[Extracted data entries]
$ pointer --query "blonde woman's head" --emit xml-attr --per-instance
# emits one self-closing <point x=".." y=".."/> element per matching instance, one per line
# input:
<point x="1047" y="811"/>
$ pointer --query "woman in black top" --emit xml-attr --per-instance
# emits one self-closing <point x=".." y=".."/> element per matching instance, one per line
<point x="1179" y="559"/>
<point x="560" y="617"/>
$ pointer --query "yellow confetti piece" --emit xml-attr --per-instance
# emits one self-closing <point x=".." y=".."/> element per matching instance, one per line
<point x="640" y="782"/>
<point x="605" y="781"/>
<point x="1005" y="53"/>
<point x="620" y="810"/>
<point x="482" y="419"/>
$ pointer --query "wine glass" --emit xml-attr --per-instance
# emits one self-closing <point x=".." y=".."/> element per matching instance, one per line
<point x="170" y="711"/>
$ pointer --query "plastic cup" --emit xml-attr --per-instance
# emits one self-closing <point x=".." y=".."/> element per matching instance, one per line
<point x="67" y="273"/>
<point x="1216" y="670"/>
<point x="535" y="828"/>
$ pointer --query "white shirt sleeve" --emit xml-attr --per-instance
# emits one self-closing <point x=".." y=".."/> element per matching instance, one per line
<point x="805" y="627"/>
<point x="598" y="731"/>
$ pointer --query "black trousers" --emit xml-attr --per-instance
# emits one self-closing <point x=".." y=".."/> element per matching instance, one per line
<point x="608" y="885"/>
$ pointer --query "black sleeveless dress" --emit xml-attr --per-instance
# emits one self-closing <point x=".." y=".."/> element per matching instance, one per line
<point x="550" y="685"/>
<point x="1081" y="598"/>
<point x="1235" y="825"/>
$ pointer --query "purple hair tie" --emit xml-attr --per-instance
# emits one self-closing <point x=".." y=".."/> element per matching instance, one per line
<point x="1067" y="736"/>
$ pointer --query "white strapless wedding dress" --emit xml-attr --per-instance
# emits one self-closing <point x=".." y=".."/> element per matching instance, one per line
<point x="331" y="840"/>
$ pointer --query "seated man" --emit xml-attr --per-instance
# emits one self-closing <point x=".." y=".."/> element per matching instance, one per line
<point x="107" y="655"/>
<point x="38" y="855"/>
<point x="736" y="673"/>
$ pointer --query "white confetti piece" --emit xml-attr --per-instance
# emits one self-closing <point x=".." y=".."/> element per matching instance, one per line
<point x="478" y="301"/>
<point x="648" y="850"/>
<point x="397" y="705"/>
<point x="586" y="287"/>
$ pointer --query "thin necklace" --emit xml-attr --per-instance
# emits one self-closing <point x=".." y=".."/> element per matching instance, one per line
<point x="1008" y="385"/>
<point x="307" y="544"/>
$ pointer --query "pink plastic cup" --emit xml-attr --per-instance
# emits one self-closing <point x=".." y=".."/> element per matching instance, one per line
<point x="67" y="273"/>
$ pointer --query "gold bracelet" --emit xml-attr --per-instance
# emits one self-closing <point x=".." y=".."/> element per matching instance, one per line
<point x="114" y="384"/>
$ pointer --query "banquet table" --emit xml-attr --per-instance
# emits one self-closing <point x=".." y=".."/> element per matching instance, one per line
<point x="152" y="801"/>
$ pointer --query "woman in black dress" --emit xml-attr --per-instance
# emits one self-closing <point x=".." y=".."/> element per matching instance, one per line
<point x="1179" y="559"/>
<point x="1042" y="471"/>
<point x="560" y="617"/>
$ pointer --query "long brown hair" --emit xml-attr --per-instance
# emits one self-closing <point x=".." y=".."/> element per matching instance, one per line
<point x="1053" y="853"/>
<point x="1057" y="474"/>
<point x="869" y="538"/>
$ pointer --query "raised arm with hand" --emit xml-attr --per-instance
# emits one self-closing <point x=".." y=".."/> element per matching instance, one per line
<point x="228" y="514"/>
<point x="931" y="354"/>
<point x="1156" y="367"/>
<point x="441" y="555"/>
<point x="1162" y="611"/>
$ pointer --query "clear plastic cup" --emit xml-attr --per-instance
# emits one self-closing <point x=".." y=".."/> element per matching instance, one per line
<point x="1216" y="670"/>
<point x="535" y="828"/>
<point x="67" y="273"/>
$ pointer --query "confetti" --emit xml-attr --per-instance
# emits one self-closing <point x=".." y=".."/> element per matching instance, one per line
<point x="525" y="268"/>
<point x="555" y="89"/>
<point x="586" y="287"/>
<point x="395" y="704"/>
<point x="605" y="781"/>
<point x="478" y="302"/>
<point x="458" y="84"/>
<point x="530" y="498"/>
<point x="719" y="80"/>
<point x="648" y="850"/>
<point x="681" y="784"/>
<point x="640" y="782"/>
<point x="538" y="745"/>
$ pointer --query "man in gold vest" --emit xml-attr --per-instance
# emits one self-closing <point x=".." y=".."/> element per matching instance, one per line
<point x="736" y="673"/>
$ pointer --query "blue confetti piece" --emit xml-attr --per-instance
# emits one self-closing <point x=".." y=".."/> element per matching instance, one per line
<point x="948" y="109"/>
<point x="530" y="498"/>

• [Exercise goal]: Would you copy every line of the entries in which "hair" appears?

• [Solution]:
$ pointer --query "purple hair tie" --emit xml-attr --per-instance
$ pointer --query "long brown hair" --emit xml-attr --per-instance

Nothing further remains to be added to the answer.